» Exercise 1:
In the records below, reproduce the stretch from the line containing "Mark the red" through the line containing "pixel 351 178", character for character.

» Article:
########################################

Looking at your pictures gave me an idea to maximize space in the cage while using the store bought cages. You could put the cages on the outside of the cage with the xpen attaches to the sides. You would have it so that the openings to the cages are the sides of the cage. To prevent the rabbits from hopping up nad out of the cage you zip tie some wire cubes to the top on the wire on the cage. Does this make any since? It would increase the size of the xpen because the length of the cages is part of the sides. Have you ever seen those chicken coops where the nest boxes hang on the outside but with an opening to the inside? That is sort of the concept that I am talking about.


----------



## Imbrium (Nov 18, 2012)

that's how my condo is, the walls function as part of the playpen so that it can cover more space (plus two pens didn't quite go around my whole living room so I made some 3-grid-high NIC fencing in a couple spots... also stops the pen from blocking the TV since three grids come up to the base of the TV while a 48'' pen would come up higher )


----------



## fuzz16 (Nov 19, 2012)

i have one of those big cheapo rugs from walmart with a plastic bottom to prevent liqueds getting into carpet and then they free roam the room. they have 2 tipped over rectangle office trash cans they love laying in and then two litter boxes since murphy isnt spayed yet and shes stubborn so if its across the room she wont use it haha


----------



## Shmoo06 (Nov 21, 2012)

ldoerr wrote:


> Looking at your pictures gave me an idea to maximize space in the cage while using the store bought cages. You could put the cages on the outside of the cage with the xpen attaches to the sides. You would have it so that the openings to the cages are the sides of the cage. To prevent the rabbits from hopping up nad out of the cage you zip tie some wire cubes to the top on the wire on the cage. Does this make any since? It would increase the size of the xpen because the length of the cages is part of the sides. Have you ever seen those chicken coops where the nest boxes hang on the outside but with an opening to the inside? That is sort of the concept that I am talking about.

########################################

» Exercise 2:
Write out the stretch of the rabbit pen thread above from "## Imbrium (Nov" through "(Nov 19, 2012)", word for word.

» Material for the task:

########################################

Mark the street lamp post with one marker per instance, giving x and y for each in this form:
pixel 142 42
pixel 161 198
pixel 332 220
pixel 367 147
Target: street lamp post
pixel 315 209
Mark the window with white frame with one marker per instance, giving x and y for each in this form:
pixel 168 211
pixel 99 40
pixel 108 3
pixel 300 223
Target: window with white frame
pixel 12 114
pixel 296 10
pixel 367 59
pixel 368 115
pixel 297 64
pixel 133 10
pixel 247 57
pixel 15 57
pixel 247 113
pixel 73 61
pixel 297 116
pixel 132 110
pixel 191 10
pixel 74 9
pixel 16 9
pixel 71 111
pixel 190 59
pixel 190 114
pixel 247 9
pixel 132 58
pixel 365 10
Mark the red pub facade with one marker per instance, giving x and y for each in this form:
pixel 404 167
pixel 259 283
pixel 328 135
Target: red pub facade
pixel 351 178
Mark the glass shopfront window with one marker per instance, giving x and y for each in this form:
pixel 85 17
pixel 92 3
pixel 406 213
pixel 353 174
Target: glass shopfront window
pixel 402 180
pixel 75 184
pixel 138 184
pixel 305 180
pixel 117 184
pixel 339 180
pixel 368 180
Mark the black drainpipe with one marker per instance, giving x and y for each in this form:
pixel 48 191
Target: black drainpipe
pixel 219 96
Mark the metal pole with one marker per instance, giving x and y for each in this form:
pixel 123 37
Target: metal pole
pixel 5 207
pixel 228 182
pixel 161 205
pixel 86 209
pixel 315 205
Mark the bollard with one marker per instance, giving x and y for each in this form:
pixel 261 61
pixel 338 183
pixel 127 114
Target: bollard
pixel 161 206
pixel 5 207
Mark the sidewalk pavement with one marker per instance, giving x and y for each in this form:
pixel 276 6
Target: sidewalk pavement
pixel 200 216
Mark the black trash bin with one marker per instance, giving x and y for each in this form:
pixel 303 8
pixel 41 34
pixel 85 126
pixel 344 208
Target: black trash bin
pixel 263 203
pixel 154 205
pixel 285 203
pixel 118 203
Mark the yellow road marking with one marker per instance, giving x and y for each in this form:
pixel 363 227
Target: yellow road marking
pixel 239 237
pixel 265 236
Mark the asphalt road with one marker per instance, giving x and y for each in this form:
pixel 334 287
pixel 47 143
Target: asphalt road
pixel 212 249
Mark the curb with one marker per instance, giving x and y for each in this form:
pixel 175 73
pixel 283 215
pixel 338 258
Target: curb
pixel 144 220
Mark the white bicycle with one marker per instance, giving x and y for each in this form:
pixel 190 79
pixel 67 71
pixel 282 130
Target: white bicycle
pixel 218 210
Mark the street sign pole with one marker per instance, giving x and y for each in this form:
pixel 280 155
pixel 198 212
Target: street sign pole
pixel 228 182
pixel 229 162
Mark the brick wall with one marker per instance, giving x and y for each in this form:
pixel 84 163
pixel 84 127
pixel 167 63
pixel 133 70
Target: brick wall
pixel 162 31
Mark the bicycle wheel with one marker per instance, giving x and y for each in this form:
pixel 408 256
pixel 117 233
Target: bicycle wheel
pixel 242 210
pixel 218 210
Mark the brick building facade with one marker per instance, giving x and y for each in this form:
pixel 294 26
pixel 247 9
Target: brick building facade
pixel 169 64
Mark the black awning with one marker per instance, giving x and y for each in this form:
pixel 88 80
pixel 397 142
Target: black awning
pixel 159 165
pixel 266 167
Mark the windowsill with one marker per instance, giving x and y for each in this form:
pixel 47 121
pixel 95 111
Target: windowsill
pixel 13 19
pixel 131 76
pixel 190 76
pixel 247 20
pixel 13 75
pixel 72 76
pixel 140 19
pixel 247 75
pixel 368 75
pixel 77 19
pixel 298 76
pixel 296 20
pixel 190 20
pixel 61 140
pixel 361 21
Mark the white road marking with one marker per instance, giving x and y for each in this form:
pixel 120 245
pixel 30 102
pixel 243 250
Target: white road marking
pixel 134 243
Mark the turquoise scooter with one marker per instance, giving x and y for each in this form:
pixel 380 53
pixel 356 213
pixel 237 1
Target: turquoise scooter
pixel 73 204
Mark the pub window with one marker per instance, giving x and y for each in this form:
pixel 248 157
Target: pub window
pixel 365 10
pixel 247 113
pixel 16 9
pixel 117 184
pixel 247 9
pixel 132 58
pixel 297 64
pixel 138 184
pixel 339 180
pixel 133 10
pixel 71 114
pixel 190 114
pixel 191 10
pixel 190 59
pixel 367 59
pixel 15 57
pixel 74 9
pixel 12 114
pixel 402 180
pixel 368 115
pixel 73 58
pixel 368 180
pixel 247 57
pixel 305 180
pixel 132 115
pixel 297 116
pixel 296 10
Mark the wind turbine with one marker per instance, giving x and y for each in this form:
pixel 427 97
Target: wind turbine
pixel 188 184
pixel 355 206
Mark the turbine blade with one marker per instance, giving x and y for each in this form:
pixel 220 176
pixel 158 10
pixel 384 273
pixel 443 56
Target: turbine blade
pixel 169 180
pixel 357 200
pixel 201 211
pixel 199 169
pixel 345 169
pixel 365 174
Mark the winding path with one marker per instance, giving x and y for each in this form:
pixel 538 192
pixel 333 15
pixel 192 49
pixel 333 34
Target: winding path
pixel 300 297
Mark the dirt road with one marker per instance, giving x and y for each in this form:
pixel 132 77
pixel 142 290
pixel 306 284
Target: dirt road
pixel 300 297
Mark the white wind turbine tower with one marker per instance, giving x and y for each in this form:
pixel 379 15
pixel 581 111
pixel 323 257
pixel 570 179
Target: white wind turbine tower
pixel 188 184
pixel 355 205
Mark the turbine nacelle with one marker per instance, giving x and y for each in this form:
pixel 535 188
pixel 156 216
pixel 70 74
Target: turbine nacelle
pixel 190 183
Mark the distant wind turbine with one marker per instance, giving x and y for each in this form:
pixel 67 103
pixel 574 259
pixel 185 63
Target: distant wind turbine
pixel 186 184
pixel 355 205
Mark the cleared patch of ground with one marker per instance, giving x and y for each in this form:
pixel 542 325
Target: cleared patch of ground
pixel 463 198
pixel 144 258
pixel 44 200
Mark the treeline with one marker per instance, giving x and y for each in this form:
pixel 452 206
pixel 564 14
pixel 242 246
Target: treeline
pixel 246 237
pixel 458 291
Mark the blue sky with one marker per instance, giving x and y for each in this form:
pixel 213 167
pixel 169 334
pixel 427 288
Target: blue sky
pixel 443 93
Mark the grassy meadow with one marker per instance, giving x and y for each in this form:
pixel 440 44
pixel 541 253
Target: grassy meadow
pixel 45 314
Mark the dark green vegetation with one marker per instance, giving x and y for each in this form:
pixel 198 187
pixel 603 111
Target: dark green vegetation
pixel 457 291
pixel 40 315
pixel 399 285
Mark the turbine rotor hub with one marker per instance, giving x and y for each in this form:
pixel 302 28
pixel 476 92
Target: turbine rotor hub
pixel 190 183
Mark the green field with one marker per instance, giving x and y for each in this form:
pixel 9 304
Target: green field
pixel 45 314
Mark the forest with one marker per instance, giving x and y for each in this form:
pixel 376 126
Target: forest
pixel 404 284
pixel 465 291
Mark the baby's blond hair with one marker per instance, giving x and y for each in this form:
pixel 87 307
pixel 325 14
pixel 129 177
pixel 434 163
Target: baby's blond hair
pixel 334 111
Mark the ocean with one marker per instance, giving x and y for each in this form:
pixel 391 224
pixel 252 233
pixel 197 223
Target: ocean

########################################

» Answer 1:
Mark the red pub facade with one marker per instance, giving x and y for each in this form:
pixel 404 167
pixel 259 283
pixel 328 135
Target: red pub facade
pixel 351 178

» Answer 2:
## Imbrium (Nov 18, 2012)

that's how my condo is, the walls function as part of the playpen so that it can cover more space (plus two pens didn't quite go around my whole living room so I made some 3-grid-high NIC fencing in a couple spots... also stops the pen from blocking the TV since three grids come up to the base of the TV while a 48'' pen would come up higher )


----------



## fuzz16 (Nov 19, 2012)